Provided passage:
>>
2224 cases, 69 jits, 136 coordination meetings, 6 action days

Transnational criminal networks have one thing in common: money. Organised criminal activity is profit-driven, and all crime groups need resources to finance their activities. This is where money laundering comes into play. The introduction of illegally obtained assets into the legal financial and economic cycle aims to provide criminals with explainable and seemingly legal resources that make it increasingly difficult to be traced back to their true source.

Effective prosecution of money laundering including the recovery of illegally obtained assets contributes significantly to a successful fight against organised crime. As profits are taken away from perpetrators, crime becomes less attractive. At the same time, decisive action against money laundering prevents assets from being used to commit further criminal offenses.

Stages of money laundering

Money laundering is not a single act, but rather a process that can be divided into three stages.

  1. Placement stage: the proceeds of crime are, for the first time, introduced into the legal financial system, often broken up into smaller amounts. The risk of being discovered is particularly high in this phase.
  2. Layering stage: financial transactions take place, which are often complex and involving banks and/or companies in multiple countries. The main objective of this phase is to separate the illegally acquired funds from their source, thereby obscuring the paper trail and severing any connection to the original crime. Through mostly international transactions, the funds are moved around between several actors in order not to be discovered. For this purpose, loopholes in the legal provisions of the respective countries may be used.
  3. Integration stage: the money comes back to the criminal from a seemingly legal source. The aim is to reunite the money with the criminal without attracting attention, while giving the money the appearance of legal origin. This money is subsequently reinvested in the legal economic cycle, for example through real estate, luxury goods or business ventures.
<<
Provided information:
>>
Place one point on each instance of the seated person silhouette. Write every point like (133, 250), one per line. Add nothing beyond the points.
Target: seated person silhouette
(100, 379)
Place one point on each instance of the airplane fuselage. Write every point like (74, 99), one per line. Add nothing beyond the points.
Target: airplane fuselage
<<
What this exercise asks:
- A) Answer these about the money laundering text:
(i) What does the text say transnational criminal networks have in common?
(ii) In which stage is the risk of being discovered particularly high?
(iii) What examples does the text give of ways the money is reinvested in the legal economic cycle?
- B) From the money laundering text, pull out the stretch from "Effective prosecution of" through "in this phase.".

Answers below:
- A)
(i) Money.
(ii) The placement stage.
(iii) Real estate, luxury goods or business ventures.

- B)
Effective prosecution of money laundering including the recovery of illegally obtained assets contributes significantly to a successful fight against organised crime. As profits are taken away from perpetrators, crime becomes less attractive. At the same time, decisive action against money laundering prevents assets from being used to commit further criminal offenses.

Stages of money laundering

Money laundering is not a single act, but rather a process that can be divided into three stages.

  1. Placement stage: the proceeds of crime are, for the first time, introduced into the legal financial system, often broken up into smaller amounts. The risk of being discovered is particularly high in this phase.